* Your instructions: Give a verbatim copy of the lines below, minus the pictures.
[Entries shown Boundary: Start]
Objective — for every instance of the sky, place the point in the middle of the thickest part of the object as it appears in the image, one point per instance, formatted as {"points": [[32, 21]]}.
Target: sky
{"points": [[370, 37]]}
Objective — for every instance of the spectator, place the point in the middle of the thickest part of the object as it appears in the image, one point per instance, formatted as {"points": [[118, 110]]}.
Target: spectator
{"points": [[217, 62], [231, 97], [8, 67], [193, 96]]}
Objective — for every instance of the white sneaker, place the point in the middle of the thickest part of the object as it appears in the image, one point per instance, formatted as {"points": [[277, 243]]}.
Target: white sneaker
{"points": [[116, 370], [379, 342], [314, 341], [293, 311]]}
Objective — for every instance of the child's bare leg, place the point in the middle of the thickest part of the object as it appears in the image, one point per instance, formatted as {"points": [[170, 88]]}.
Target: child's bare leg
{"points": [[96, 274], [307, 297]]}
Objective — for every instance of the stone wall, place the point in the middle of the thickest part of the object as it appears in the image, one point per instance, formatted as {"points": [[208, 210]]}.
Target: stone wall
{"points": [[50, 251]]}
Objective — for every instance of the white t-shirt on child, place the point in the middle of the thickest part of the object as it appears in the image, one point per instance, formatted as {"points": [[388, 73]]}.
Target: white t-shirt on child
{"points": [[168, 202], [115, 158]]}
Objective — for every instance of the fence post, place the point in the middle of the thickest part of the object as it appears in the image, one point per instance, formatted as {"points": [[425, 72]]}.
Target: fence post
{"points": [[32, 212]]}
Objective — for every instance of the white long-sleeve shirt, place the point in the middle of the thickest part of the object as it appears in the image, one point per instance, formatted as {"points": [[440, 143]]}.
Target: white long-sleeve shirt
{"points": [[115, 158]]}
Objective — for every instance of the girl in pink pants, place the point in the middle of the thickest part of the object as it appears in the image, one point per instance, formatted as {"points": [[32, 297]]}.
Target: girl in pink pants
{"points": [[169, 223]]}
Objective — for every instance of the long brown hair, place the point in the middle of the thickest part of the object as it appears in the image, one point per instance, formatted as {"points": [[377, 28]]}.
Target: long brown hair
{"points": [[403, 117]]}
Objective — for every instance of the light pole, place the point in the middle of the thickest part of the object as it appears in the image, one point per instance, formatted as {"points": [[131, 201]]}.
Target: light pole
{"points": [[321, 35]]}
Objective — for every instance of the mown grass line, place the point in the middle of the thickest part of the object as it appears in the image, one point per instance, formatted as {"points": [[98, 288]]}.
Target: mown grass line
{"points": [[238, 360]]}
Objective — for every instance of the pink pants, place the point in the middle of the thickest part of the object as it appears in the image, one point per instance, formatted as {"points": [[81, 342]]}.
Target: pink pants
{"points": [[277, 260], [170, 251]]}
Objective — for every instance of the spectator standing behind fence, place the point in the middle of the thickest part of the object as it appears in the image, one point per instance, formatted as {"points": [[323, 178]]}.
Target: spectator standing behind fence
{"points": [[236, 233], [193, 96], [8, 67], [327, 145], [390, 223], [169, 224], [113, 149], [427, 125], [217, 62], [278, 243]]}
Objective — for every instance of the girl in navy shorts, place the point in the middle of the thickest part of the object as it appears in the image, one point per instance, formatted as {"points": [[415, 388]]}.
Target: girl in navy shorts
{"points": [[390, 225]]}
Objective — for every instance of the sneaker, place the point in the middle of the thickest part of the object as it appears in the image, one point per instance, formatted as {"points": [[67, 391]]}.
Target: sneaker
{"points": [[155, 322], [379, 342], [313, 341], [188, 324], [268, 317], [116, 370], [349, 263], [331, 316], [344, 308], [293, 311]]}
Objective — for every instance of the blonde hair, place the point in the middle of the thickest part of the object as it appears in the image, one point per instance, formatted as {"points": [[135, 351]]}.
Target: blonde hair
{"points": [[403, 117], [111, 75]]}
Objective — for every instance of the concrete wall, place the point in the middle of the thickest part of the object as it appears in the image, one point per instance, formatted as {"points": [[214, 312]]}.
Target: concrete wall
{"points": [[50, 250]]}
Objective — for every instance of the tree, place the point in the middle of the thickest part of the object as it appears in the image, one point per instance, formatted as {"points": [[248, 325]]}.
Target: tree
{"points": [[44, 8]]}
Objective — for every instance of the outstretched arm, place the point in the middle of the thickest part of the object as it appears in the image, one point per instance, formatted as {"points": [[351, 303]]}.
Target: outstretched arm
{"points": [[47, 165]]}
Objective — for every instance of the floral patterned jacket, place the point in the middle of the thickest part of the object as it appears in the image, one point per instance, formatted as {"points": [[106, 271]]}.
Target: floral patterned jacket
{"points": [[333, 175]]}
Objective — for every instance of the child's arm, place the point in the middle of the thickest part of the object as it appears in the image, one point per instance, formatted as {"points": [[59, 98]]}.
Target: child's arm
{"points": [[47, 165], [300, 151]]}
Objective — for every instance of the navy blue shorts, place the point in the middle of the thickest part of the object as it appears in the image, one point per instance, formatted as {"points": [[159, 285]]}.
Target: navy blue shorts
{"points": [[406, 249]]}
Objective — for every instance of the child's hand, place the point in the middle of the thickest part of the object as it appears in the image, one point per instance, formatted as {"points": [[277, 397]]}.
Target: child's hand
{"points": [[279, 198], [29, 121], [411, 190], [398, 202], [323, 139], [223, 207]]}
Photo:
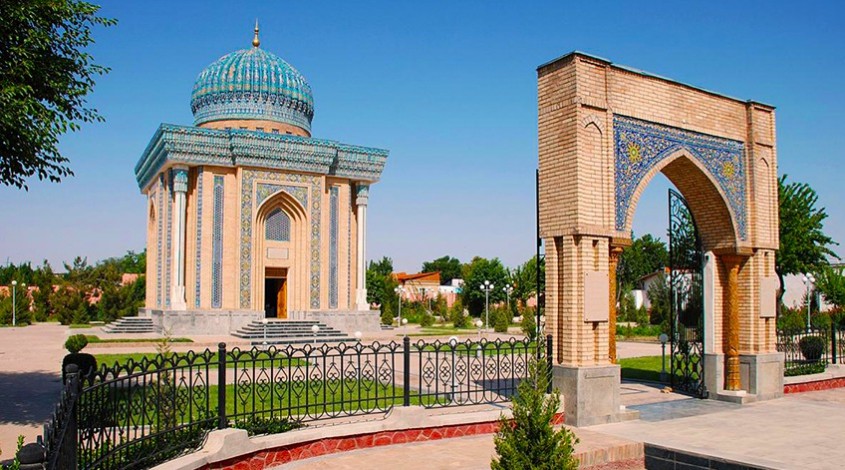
[Entries shown Boundary: End]
* Your response:
Objective — for every instance of the sky, place the point in the middle of the thickest part of the object as it appears in the image, one point per instance, formatted as {"points": [[32, 21]]}.
Target: sky
{"points": [[370, 37]]}
Objective — for every instance of the spectator, place the point in the middle of the thickest part of the object as it appears in the image, one point per instance, formatted as {"points": [[118, 110]]}.
Target: spectator
{"points": [[217, 62], [231, 97], [8, 67], [193, 96]]}
Objective — for every instance of the white sneaker, place the point in the middle of the thickest part of the object as it appears in the image, one point per instance, formatted as {"points": [[277, 243]]}.
Target: white sneaker
{"points": [[116, 370], [379, 342], [314, 341], [293, 311]]}
Objective — for every instance of the child's bare leg, place the point in the middle of the thickest part of the object as it appears in the image, one point per instance, formatted as {"points": [[170, 88]]}.
Target: child's bare leg
{"points": [[96, 274], [307, 297]]}
Objective — for every instance of the stone wall, place the point in the middle of the thickest part of the object as it appears in the image, one point per instance, formatted as {"points": [[208, 210]]}.
Target: stone wall
{"points": [[50, 251]]}
Objective — for every instance of the white t-shirt on child, place the point in the middle of the thickest part of the object as it appears in the image, one point per instance, formatted as {"points": [[388, 73]]}.
Target: white t-shirt on child
{"points": [[168, 202], [115, 158]]}
Objective — for every instance of the fence post, place the point in the middle of the thickest part of the object as it appears in the image, one point per instance, formatted as {"points": [[425, 72]]}.
Target: fence post
{"points": [[32, 212]]}
Objective — for every instance of the white long-sleeve shirt, place the point in the middle of the thickest part of the object as it appears in the image, one point per instance, formatted as {"points": [[440, 143]]}.
Target: white long-sleeve shirt
{"points": [[115, 158]]}
Objective — for every instance of the girl in pink pants, place the point in the middle of the thickest part of the object as it appears in the image, one point per instance, formatted as {"points": [[32, 297]]}.
Target: girl in pink pants
{"points": [[169, 223]]}
Objective — for every instance of the long brown hair, place the point in the middle of the thickest part of the object as it appears in the image, one point per instance, formatted as {"points": [[377, 28]]}.
Target: long brown hair
{"points": [[403, 117]]}
Objective — for every instance of the light pole, place the point in the middle of the thickest part of the object as it appears in the image, one point per instance, formatted as {"points": [[131, 201]]}.
Target: light pole
{"points": [[321, 35]]}
Objective — for every instance of the mown grass line, place the point in the middle of the thickest part of the object as it appears in the image, one point per instance, formatted as {"points": [[98, 288]]}.
Target: mown grass line
{"points": [[238, 360]]}
Objective — for every instance of the pink pants, place the point in the middle of the thickest part of the object as it appears in the image, one point per instance, formatted as {"points": [[81, 342]]}.
Target: pink pants
{"points": [[277, 260], [170, 251]]}
Objective — for every instance of the spectator standing behind fence, place the point in the middle of the thickest part of the object as it appears in the image, one point per instance, formatted as {"points": [[323, 178]]}.
Target: spectator standing behind fence
{"points": [[236, 233], [193, 96], [8, 67], [327, 145], [390, 223], [169, 224], [113, 149], [427, 125], [217, 62], [278, 243]]}
Objective — for every instance of the girl in navy shorts, place the point in the middle of the thickest part of the object as it appears in the image, one point per instance, formatted as {"points": [[415, 388]]}.
Target: girl in navy shorts
{"points": [[390, 225]]}
Objective — for every instance of the sneaker, place the point in the middle of the thickest part of the object as it appears in the image, one point per instance, formatted as {"points": [[67, 391]]}.
Target: sneaker
{"points": [[155, 322], [379, 342], [313, 341], [188, 324], [268, 317], [116, 370], [349, 263], [331, 316], [344, 308], [293, 311]]}
Objective — for every instance of the blonde hair, place the point in the middle of the thickest part of the object as it appears in the image, one point per instance, formatted as {"points": [[135, 351]]}.
Target: blonde hair
{"points": [[403, 117], [111, 75]]}
Objective — for every instance of the concrete wall, place the point in the middle of the thickest part of the object as it appears in the image, one point per instance, formatted as {"points": [[214, 312]]}.
Target: concrete wall
{"points": [[50, 250]]}
Objective — for every instance of the tree, place the point in the middle of the thickest part of the object as it appears in the image, one point per instance, formatted as {"points": [[248, 325]]}.
Target: tree
{"points": [[44, 8]]}
Objective — for every instance of the outstretched arm, place the point in the middle of the thickest part of the object as it appears in the image, one point per instance, formatted as {"points": [[351, 303]]}.
Target: outstretched arm
{"points": [[47, 165]]}
Objective — for every instance of the floral patterned jacket, place the point in the middle of the thickest part of the object as it appears in the image, one point per instance, formatted as {"points": [[106, 271]]}.
Target: floral patterned jacket
{"points": [[333, 175]]}
Objective — for every instance of the child's arm, place the point in the middle of the thickest part of the object as it appears in the image, one point per instance, formatted as {"points": [[59, 98]]}.
Target: child's arm
{"points": [[47, 165], [300, 151]]}
Objective — for every instance of the navy blue shorts, place the point in the middle of the thickest part of the object as it appears in the image, one point per instance, formatted as {"points": [[159, 285]]}.
Target: navy blue shorts
{"points": [[406, 249]]}
Objective — for every instance of the child's hand, place the point in the middle of the thickest part of the object as it appears in the image, one point per instance, formatted as {"points": [[277, 397]]}.
Target: child's hand
{"points": [[279, 198], [29, 121], [411, 190], [398, 202], [323, 139], [223, 207]]}
Photo:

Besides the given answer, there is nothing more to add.